== Requirement ==
Go through the listing below and list every line with "stage".

---

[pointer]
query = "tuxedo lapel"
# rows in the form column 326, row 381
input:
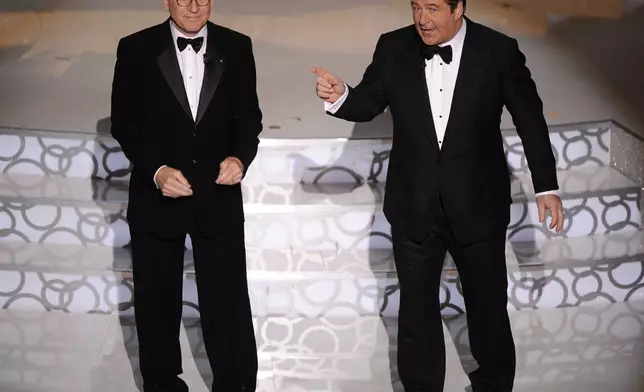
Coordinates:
column 470, row 74
column 415, row 83
column 169, row 65
column 215, row 63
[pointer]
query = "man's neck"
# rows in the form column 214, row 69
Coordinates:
column 183, row 32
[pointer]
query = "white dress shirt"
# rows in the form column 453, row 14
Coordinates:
column 441, row 81
column 192, row 66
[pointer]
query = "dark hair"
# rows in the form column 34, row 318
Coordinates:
column 454, row 3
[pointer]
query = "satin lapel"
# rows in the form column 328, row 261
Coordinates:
column 470, row 74
column 215, row 63
column 169, row 65
column 415, row 84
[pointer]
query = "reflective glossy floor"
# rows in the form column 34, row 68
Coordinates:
column 591, row 349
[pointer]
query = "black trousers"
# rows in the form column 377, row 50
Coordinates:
column 483, row 274
column 224, row 305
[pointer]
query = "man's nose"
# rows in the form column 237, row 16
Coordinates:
column 424, row 19
column 193, row 7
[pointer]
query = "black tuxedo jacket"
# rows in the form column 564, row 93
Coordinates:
column 469, row 174
column 151, row 120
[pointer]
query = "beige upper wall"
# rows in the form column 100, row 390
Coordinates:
column 56, row 63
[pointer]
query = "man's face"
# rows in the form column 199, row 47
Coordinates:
column 188, row 15
column 435, row 21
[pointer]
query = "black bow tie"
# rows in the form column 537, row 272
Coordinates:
column 444, row 51
column 196, row 43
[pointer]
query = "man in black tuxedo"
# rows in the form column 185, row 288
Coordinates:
column 446, row 80
column 186, row 113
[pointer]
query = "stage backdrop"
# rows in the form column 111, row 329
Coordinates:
column 57, row 58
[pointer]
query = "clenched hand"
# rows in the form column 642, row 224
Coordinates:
column 552, row 204
column 231, row 171
column 172, row 183
column 329, row 87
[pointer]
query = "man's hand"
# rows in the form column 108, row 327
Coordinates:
column 329, row 87
column 172, row 183
column 551, row 203
column 231, row 171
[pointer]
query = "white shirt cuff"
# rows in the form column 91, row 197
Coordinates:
column 155, row 176
column 335, row 106
column 555, row 192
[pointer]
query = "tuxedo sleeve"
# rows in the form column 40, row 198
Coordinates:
column 524, row 104
column 367, row 100
column 248, row 115
column 126, row 113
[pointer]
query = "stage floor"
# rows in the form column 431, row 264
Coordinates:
column 590, row 348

---

== Solution to this problem ==
query = "stage backdrop"
query = "stage floor"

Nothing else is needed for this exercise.